Task — With the pictures left out, copy the listing below exactly.

Task input —
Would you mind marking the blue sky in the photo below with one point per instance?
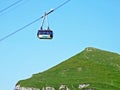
(77, 25)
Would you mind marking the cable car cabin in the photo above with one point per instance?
(45, 34)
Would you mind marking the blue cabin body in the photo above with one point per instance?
(45, 34)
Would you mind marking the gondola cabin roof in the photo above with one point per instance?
(45, 34)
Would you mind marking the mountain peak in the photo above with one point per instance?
(93, 68)
(90, 49)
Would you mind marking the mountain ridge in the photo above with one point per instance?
(94, 67)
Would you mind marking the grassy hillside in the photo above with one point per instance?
(98, 68)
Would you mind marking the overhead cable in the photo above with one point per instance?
(7, 36)
(4, 9)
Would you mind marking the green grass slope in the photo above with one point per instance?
(98, 68)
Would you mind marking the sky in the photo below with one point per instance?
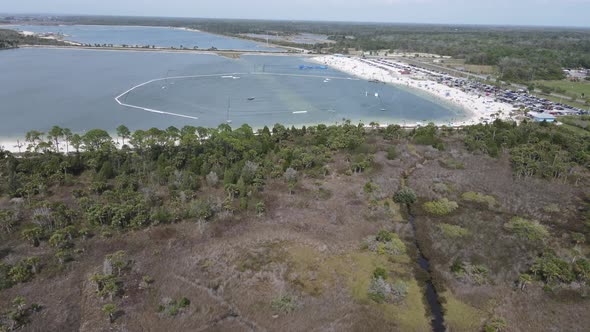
(499, 12)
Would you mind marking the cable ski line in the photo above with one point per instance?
(224, 76)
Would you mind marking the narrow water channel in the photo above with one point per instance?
(438, 322)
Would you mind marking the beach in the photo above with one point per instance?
(478, 108)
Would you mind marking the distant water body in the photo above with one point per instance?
(75, 89)
(144, 36)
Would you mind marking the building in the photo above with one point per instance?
(540, 117)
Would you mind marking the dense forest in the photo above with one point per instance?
(70, 201)
(521, 53)
(12, 39)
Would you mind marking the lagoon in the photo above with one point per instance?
(144, 36)
(76, 89)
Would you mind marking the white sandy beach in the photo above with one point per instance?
(477, 107)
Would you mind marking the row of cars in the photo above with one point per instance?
(520, 99)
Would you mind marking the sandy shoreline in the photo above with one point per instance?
(476, 107)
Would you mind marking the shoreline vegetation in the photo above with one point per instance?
(322, 211)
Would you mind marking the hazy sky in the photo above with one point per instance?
(513, 12)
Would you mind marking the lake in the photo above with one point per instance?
(144, 36)
(76, 89)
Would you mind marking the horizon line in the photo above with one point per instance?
(310, 20)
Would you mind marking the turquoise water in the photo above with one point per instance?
(144, 36)
(76, 89)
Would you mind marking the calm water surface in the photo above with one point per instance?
(75, 89)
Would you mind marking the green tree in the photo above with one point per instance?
(55, 135)
(96, 139)
(33, 235)
(109, 310)
(405, 196)
(124, 133)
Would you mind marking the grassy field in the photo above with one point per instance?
(578, 88)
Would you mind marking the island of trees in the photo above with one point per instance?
(297, 228)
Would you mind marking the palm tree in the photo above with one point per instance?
(524, 280)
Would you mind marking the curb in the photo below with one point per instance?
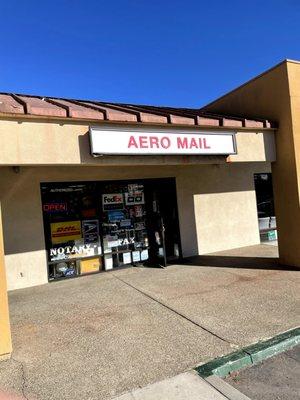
(250, 355)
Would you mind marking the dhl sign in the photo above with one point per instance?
(64, 231)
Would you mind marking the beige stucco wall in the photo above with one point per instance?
(217, 209)
(275, 95)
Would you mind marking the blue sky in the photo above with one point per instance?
(160, 52)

Your response —
Would you mind marking the blue sky in the photo below with one point per instance?
(77, 25)
Would you mind marking the cable car cabin in the photo above with one point per instance?
(45, 34)
Would you mind marking the blue cabin body in the photo above with one point per instance?
(45, 34)
Would you mind marking the gondola cabin roof in the photo above with one point per instance?
(45, 34)
Would you mind marking the mountain peak in the photo above with one point per instance?
(93, 68)
(90, 49)
Would you mind marking the mountain ridge in the photo above with one point per instance?
(94, 67)
Would you mind marking the grassy hillside in the photo above with one point per instance?
(98, 68)
Would you mind marking the overhead cable in the photo above with one point per instance?
(7, 36)
(4, 9)
Would you mind marking the green grass slope in the photo above with one point per instance?
(98, 68)
Would you mind marking the sky in the photo below with one point per instance?
(499, 12)
Would you mind marking the cable ski line in the photo above with one point per instance?
(224, 76)
Would you mind marking the narrow water channel in the photo above with one point per instance?
(438, 322)
Would you mind marking the beach in the photo above with one point per instance?
(478, 108)
Would you mind marking the distant water body in the photo above with one point per instance?
(75, 89)
(144, 36)
Would you mind marking the building in the photo above with one point per instance?
(540, 117)
Would you mind marking the dense forest in the photo above with one point per instance?
(70, 201)
(521, 53)
(12, 39)
Would you mind marking the lagoon in the photo above with one point per instance?
(144, 36)
(76, 89)
Would you mind marking the white sandy beach in the photo above with one point per instance?
(477, 107)
Would you mind marking the row of cars in the photo above with one point per instance?
(520, 99)
Would you mind marking the sandy shoreline in the photo above with one point per instance?
(476, 107)
Would you mind marking the shoreline vegetation in the photo above with one point per instance?
(322, 211)
Would you mind marking the hazy sky in the photo above with one point per instance?
(513, 12)
Would you mind marking the lake in the photo above with one point per instance?
(144, 36)
(76, 89)
Would you mind marking the horizon line in the photo above with one point per instance?
(310, 20)
Would you mind marking the turquoise water in the photo above with one point per instance?
(144, 36)
(76, 89)
Would you mind marking the calm water surface in the photo above with one point per instance?
(75, 89)
Would you mind marking the green tree in the photo above with one point per instance?
(55, 135)
(96, 139)
(33, 235)
(109, 310)
(405, 196)
(124, 133)
Would you mind marking the grassy field in the photo above with one point per instance?
(578, 88)
Would you mind marking the island of trees in the photo above with one point per instance?
(297, 228)
Would you mind marking the palm tree in the photo above with one point per instance?
(524, 280)
Would you mind marking the curb in the photo below with one point per instance?
(250, 355)
Would you mind marking the dhl sign in the photo above with one point per instance?
(64, 231)
Would you mind marking the beige stucco wall in the photo above with one point per instance?
(217, 209)
(275, 95)
Would you mind marking the blue sky in the photo above with one point per instance?
(160, 52)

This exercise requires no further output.